**TEXTE FOURNI:**
┄┄┄┄┄┄┄┄┄┄

C’est un backlash ? Non sire, c’est une transition.
Analysons les raisons du backlash de la transition durable que l'on observe depuis un an en se posant la question qui fâche : est-ce qu’il n’est pas en partie de notre responsabilité ?
Il faudrait avoir la tête enfoncée loin dans le sable pour ne pas se rendre compte de l’atmosphère toxique actuelle autour des sujets de transition. Alors que la géopolitique se rappelle à notre mauvais souvenir, que des acteurs de premier plan comme Black Rock ou Arcelor Mittal s’éloignent de leurs engagements précédents, le doute semble envahir tout le petit monde des acteurs de la transition.
Au point que sort cette semaine une tribune sur l’importance de l’intelligence collective et de la création collective de consensus par un regroupement de certains des ateliers de sensibilisation les plus populaires.
Déjà, allez la signer, je suis certain qu’une écrasante majorité d’entre vous s’y retrouvera !
Ensuite, peut-être serait-il temps d’analyser les raisons de ce backlash en se posant la question qui fâche : est-ce qu’il n’est pas en partie de la responsabilité de ceux qui œuvrent pour la transition depuis plusieurs années ?
Et je crois bien que même si nous ne sommes pour rien dans l’opportunisme cynique des uns et la mégalomanie délirante des autres, nous avons pourtant une part de responsabilité dans cette situation.
Les opportunistes cyniques : courage, fuyons !
Là où chez Black Rock, on se cache derrière son petit doigt en prétextant avoir été attaqué en justice pour discrimination envers les actifs financiers liés aux énergies fossiles (le juridique Américain, tout un poème !), chez ArcelorMittal moins de scrupules : l’attentisme en raison de l’atmosphère politico-économique de ce début d’année suffit à sauter à pieds joints sur le frein de la décarbonation.

┄┄┄┄┄┄┄┄┄┄

**À COMPLÉTER:**
A) Relevez chaque ligne des enregistrements où figure la chaîne « girl », en respectant la casse.
B) Reprenez l'article sur le backlash de la transition durable et poursuivez-le à partir de sa dernière phrase.

┄┄┄┄┄┄┄┄┄┄

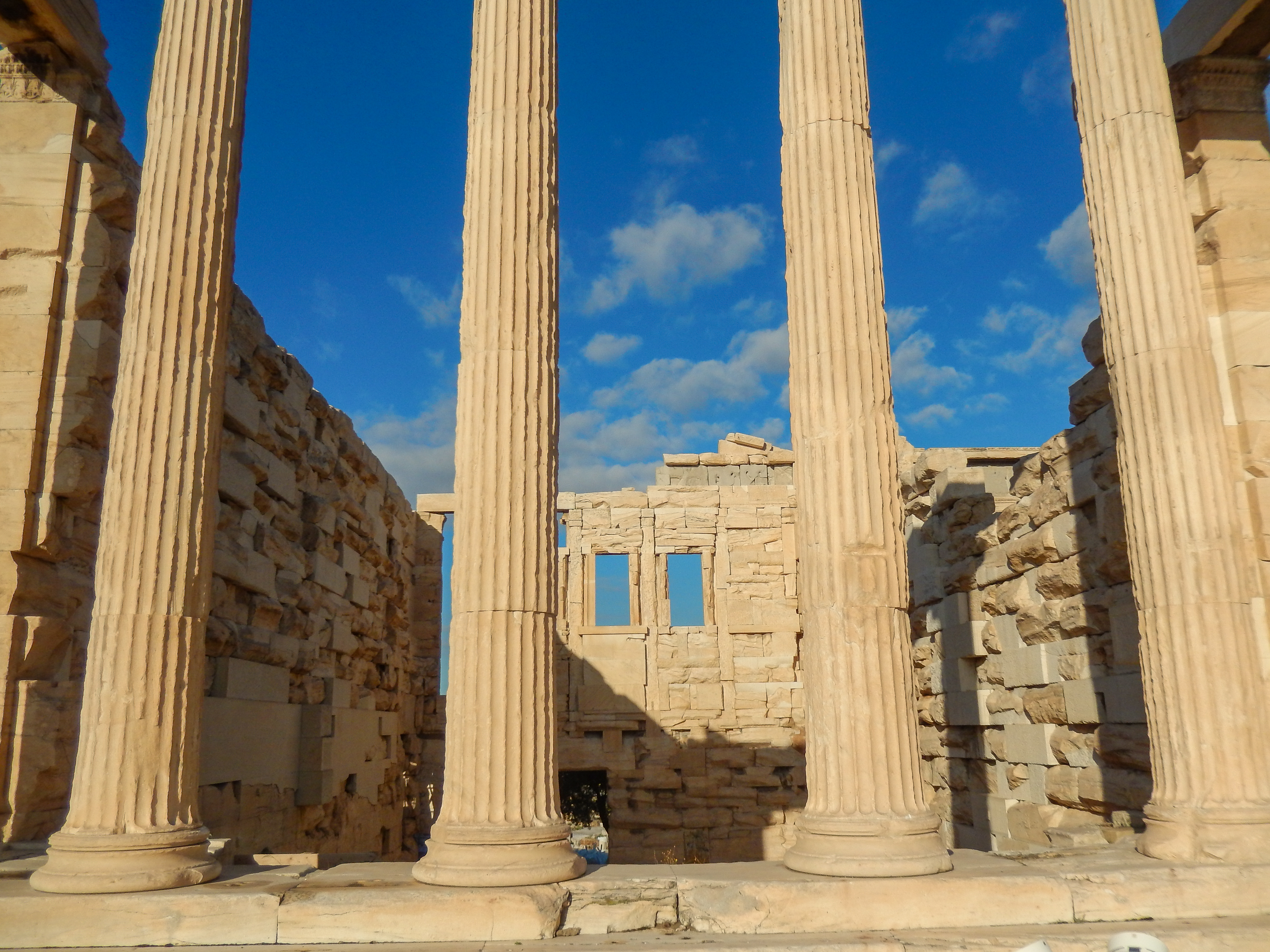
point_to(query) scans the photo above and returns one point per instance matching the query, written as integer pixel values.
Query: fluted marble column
(865, 813)
(134, 823)
(1206, 699)
(501, 822)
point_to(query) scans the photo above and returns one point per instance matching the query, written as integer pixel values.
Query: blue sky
(672, 323)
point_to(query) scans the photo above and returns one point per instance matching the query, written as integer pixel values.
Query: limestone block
(1250, 388)
(249, 570)
(1034, 664)
(343, 749)
(1123, 699)
(1090, 393)
(383, 903)
(239, 908)
(1126, 746)
(1249, 337)
(620, 899)
(1140, 889)
(757, 899)
(328, 574)
(249, 681)
(252, 742)
(1029, 744)
(243, 412)
(967, 707)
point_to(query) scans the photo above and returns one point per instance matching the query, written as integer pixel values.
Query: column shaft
(132, 823)
(865, 813)
(1206, 697)
(501, 822)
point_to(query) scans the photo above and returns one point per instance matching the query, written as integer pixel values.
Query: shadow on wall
(1033, 727)
(689, 796)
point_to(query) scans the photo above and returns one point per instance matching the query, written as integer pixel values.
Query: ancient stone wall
(324, 638)
(1025, 636)
(699, 728)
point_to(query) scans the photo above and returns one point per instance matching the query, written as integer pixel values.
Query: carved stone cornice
(1227, 84)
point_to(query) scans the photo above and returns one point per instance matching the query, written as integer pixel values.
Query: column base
(1207, 836)
(132, 862)
(505, 864)
(869, 848)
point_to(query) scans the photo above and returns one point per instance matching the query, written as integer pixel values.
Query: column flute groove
(501, 822)
(867, 813)
(1204, 694)
(132, 823)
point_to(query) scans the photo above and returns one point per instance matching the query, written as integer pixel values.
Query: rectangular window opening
(685, 590)
(585, 804)
(447, 560)
(613, 590)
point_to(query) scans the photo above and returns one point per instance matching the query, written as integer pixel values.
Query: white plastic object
(1136, 942)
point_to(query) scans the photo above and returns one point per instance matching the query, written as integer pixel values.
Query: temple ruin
(957, 673)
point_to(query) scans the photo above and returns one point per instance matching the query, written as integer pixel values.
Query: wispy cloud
(684, 386)
(952, 200)
(1071, 249)
(901, 320)
(420, 451)
(981, 39)
(1046, 340)
(887, 153)
(912, 371)
(1048, 80)
(679, 251)
(931, 416)
(609, 348)
(432, 309)
(676, 150)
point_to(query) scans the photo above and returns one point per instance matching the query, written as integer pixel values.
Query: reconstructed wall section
(1025, 636)
(324, 634)
(700, 728)
(68, 197)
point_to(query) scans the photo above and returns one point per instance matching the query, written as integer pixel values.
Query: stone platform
(376, 903)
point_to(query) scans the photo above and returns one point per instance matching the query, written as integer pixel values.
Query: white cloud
(887, 153)
(901, 320)
(1070, 248)
(676, 150)
(1048, 80)
(1050, 340)
(981, 40)
(683, 386)
(420, 452)
(610, 348)
(987, 404)
(950, 199)
(432, 309)
(910, 369)
(755, 311)
(597, 454)
(931, 416)
(677, 252)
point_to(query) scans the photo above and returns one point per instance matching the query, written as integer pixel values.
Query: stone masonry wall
(700, 729)
(324, 638)
(68, 197)
(310, 622)
(1033, 728)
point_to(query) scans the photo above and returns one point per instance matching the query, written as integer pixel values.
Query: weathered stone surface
(384, 903)
(756, 898)
(1212, 793)
(620, 899)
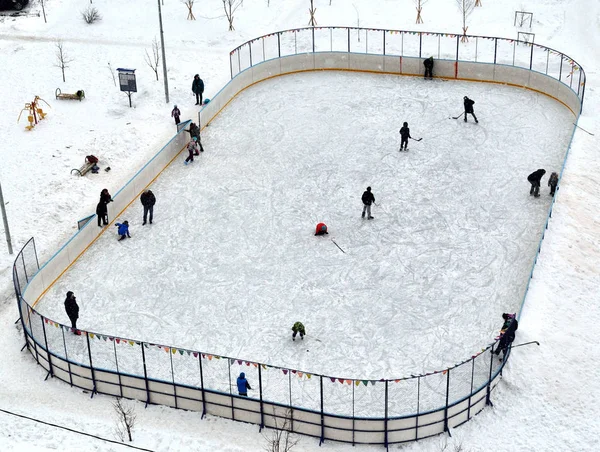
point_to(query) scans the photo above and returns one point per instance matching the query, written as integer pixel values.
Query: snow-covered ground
(549, 395)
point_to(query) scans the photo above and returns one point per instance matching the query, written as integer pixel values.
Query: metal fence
(381, 411)
(411, 44)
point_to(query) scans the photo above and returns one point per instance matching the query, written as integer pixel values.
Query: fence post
(50, 372)
(145, 374)
(385, 426)
(446, 429)
(489, 386)
(322, 440)
(202, 386)
(262, 416)
(87, 338)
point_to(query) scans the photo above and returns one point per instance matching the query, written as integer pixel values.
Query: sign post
(127, 82)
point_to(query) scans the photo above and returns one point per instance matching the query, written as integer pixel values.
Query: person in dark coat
(552, 183)
(428, 63)
(468, 103)
(72, 310)
(298, 328)
(404, 136)
(148, 200)
(367, 199)
(175, 113)
(198, 89)
(321, 229)
(509, 328)
(123, 230)
(243, 385)
(535, 180)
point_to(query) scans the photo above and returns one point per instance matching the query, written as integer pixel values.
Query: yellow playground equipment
(35, 112)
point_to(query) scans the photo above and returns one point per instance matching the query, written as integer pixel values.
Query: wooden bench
(77, 96)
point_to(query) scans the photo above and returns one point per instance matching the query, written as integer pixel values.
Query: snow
(549, 394)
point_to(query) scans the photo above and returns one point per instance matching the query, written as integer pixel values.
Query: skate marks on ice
(232, 261)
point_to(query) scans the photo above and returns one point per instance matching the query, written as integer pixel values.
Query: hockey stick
(583, 129)
(338, 246)
(526, 343)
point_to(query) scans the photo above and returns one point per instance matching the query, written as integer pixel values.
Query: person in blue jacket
(243, 385)
(123, 230)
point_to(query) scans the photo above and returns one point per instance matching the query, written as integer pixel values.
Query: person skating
(428, 63)
(148, 200)
(552, 183)
(535, 180)
(298, 328)
(321, 229)
(243, 385)
(367, 199)
(404, 136)
(468, 103)
(192, 150)
(175, 113)
(198, 88)
(123, 230)
(72, 310)
(509, 328)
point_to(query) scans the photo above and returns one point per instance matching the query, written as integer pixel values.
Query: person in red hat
(321, 229)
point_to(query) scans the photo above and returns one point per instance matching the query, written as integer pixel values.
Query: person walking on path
(243, 385)
(72, 310)
(198, 88)
(123, 230)
(148, 200)
(404, 136)
(552, 183)
(468, 103)
(428, 63)
(175, 113)
(367, 199)
(535, 180)
(298, 328)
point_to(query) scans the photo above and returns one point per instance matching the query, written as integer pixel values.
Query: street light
(162, 45)
(6, 230)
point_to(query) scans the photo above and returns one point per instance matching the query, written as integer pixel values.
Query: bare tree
(281, 438)
(466, 8)
(190, 5)
(312, 10)
(153, 60)
(125, 420)
(62, 59)
(419, 5)
(230, 7)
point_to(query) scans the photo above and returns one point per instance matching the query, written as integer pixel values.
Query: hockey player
(468, 103)
(404, 136)
(123, 230)
(298, 328)
(367, 200)
(535, 179)
(321, 229)
(552, 183)
(428, 63)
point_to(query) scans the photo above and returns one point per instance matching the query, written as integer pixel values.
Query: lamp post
(6, 230)
(162, 45)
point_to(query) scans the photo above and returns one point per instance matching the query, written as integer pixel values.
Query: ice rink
(231, 261)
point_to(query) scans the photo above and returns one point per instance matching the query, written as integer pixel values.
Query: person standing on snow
(468, 103)
(535, 180)
(428, 63)
(243, 385)
(198, 89)
(404, 136)
(148, 200)
(72, 310)
(298, 328)
(367, 199)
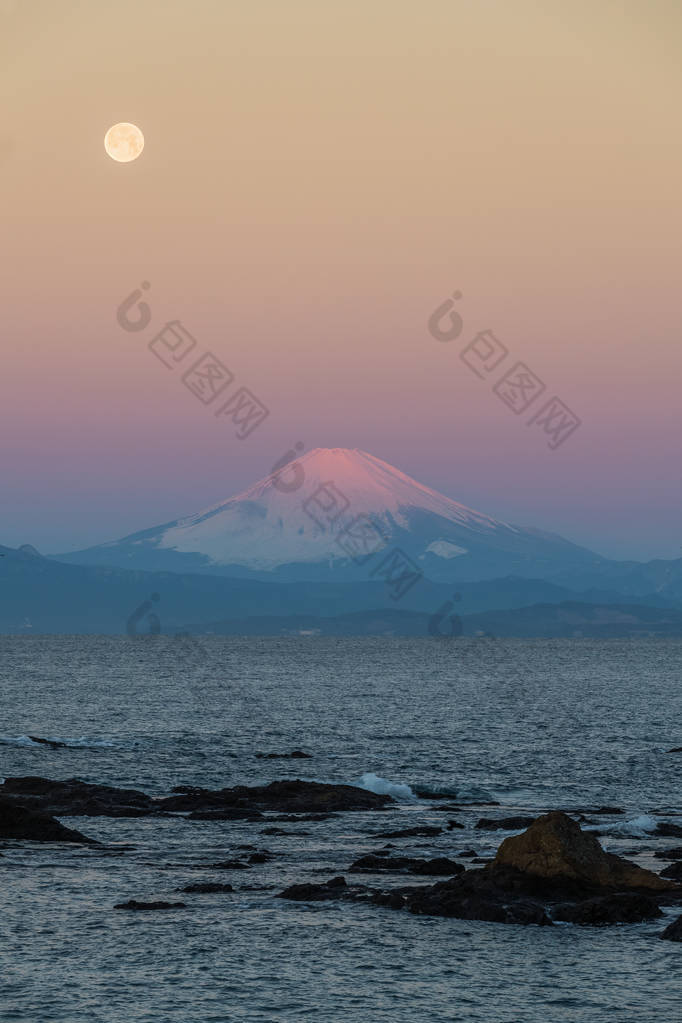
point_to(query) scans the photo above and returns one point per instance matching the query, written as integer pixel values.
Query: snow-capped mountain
(327, 514)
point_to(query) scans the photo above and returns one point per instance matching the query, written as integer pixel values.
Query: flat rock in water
(673, 932)
(425, 831)
(237, 813)
(18, 823)
(76, 798)
(206, 888)
(473, 895)
(382, 863)
(619, 908)
(291, 796)
(674, 871)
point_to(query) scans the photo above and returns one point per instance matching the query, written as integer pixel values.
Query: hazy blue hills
(39, 594)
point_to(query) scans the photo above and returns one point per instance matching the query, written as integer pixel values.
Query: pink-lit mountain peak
(301, 521)
(369, 484)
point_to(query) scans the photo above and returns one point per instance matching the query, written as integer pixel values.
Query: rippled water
(543, 724)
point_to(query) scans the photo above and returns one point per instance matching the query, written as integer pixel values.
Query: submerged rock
(669, 830)
(133, 904)
(206, 888)
(425, 831)
(619, 908)
(384, 863)
(675, 853)
(18, 823)
(76, 798)
(674, 871)
(673, 932)
(474, 895)
(335, 888)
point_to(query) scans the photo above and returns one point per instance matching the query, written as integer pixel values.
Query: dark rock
(474, 896)
(335, 888)
(619, 908)
(504, 824)
(669, 830)
(382, 862)
(261, 857)
(229, 864)
(297, 755)
(280, 831)
(20, 824)
(674, 871)
(673, 932)
(425, 831)
(302, 817)
(76, 798)
(598, 811)
(206, 888)
(288, 797)
(554, 850)
(133, 904)
(235, 814)
(674, 853)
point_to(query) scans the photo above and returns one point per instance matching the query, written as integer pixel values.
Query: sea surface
(531, 724)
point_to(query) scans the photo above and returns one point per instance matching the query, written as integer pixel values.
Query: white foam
(638, 827)
(382, 787)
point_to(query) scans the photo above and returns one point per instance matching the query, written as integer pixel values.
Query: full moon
(124, 142)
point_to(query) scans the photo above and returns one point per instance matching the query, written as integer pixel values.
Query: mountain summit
(296, 524)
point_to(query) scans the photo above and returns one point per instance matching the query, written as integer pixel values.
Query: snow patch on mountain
(444, 548)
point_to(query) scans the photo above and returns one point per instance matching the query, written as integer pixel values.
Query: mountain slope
(294, 525)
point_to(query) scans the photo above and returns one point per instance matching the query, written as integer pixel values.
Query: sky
(317, 180)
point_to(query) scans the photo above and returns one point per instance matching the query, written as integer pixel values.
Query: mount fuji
(296, 523)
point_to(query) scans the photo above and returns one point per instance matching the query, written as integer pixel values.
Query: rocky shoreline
(553, 871)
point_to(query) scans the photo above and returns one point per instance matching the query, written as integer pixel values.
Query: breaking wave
(382, 787)
(55, 742)
(638, 827)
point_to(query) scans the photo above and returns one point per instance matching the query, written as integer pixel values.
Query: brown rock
(555, 849)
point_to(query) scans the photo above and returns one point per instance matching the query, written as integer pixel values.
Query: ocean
(532, 725)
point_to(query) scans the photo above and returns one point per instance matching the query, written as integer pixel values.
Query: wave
(55, 742)
(403, 792)
(461, 794)
(639, 827)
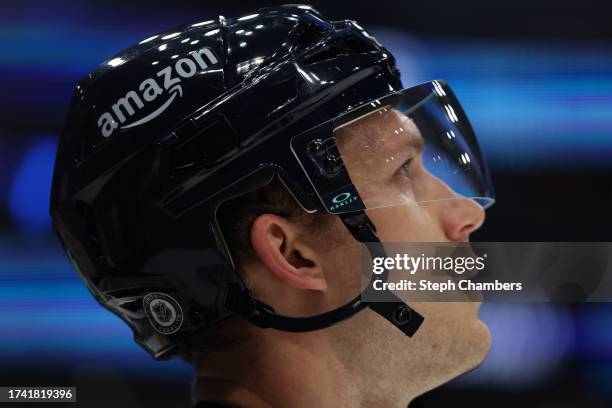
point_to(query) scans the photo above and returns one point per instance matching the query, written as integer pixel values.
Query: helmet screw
(402, 315)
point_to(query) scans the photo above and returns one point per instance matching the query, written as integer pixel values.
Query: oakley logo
(166, 80)
(341, 200)
(341, 197)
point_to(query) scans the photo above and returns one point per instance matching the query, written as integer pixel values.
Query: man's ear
(279, 247)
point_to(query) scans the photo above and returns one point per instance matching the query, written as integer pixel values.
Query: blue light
(31, 186)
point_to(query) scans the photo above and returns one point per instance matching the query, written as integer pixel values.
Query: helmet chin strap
(394, 310)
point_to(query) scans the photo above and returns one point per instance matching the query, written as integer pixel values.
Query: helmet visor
(412, 146)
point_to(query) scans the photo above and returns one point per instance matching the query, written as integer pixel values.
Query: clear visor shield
(413, 146)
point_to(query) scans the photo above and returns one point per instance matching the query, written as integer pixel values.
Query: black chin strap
(394, 310)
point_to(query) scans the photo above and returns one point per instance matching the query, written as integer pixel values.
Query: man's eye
(405, 168)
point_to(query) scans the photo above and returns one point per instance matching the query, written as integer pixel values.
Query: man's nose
(460, 217)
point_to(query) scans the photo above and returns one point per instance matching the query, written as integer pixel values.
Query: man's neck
(277, 369)
(282, 369)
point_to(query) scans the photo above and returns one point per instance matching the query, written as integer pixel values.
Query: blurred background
(535, 77)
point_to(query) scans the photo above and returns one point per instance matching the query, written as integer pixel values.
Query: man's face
(383, 154)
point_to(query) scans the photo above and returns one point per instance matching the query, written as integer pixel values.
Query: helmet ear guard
(395, 311)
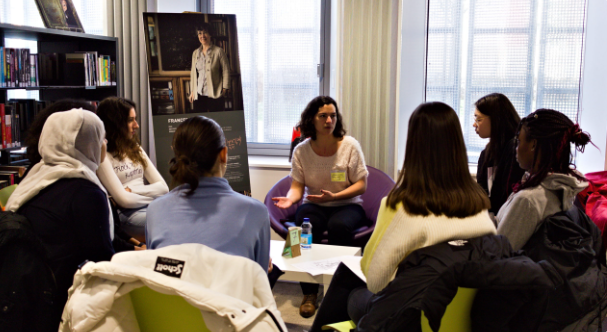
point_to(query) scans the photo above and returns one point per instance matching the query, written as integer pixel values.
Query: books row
(97, 69)
(20, 68)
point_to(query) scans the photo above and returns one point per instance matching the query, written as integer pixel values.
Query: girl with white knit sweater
(329, 174)
(435, 200)
(127, 166)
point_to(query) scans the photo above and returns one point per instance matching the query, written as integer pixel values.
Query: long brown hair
(114, 112)
(435, 178)
(504, 120)
(196, 144)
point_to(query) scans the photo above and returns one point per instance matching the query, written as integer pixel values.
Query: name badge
(338, 176)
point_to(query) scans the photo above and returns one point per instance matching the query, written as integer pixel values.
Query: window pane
(529, 50)
(279, 45)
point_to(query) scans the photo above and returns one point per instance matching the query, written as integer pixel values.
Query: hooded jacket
(232, 292)
(572, 243)
(428, 280)
(525, 210)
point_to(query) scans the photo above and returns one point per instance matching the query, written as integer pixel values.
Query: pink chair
(379, 185)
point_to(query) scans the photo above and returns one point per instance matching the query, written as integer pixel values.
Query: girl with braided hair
(551, 182)
(496, 118)
(203, 208)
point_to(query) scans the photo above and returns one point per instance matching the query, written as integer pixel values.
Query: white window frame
(324, 74)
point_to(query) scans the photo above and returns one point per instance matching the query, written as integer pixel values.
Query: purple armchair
(379, 185)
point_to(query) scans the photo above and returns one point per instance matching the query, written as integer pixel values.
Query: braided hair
(554, 133)
(196, 144)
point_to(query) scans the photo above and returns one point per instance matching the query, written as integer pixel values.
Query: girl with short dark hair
(543, 149)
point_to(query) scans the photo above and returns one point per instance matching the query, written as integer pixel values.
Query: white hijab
(70, 146)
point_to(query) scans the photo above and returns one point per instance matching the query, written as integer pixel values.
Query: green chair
(455, 319)
(5, 193)
(157, 312)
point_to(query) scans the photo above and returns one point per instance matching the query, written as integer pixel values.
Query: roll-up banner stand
(174, 44)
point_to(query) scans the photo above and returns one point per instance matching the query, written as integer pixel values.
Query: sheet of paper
(353, 263)
(330, 265)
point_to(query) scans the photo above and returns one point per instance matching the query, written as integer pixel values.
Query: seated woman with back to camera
(329, 174)
(203, 208)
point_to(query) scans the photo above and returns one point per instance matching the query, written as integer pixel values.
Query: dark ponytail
(196, 144)
(554, 133)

┄┄┄┄┄┄┄┄┄┄

**RÉPONSES AUX CONSIGNES:**
A)
Query: girl with white knit sweater
Query: girl with braided hair
Query: girl with short dark hair

B)
On me répondra que prudence est mère de vertu et qu’on ne devient pas capitaine d’industrie en s’ajoutant des contraintes que l’on pourrait éviter. Et je pourrais être d’accord si l’on parlait d’un autre risque que celui de la dérive climatique et de la raréfaction des ressources.
Parce que ce risque là ne dépend pas de nous et va se concrétiser qu’on le veuille ou non. Paradoxalement, il va même se concrétiser plus vite et plus fort moins on s’y prépare. Donc les cyniques qui travaillent à la transition pourraient dans un élan un peu nihiliste clamer “merci Donald !”
Dit autrement, l’attentisme face à un environnement politique instable peut s’entendre lorsque les conséquences de l’action sont à la main du politique. Peu de choses sont plus destructrices pour l’économie que lancer de grands plans d’investissement avant de voir le vent tourner et ces investissements tomber à l’eau… Mais en l’espèce, ralentir la transition de la filière acier d’un côté ou d’un portefeuille d’actifs financiers de l’autre n’aura aucune espèce d’impact sur les dérèglements en cours.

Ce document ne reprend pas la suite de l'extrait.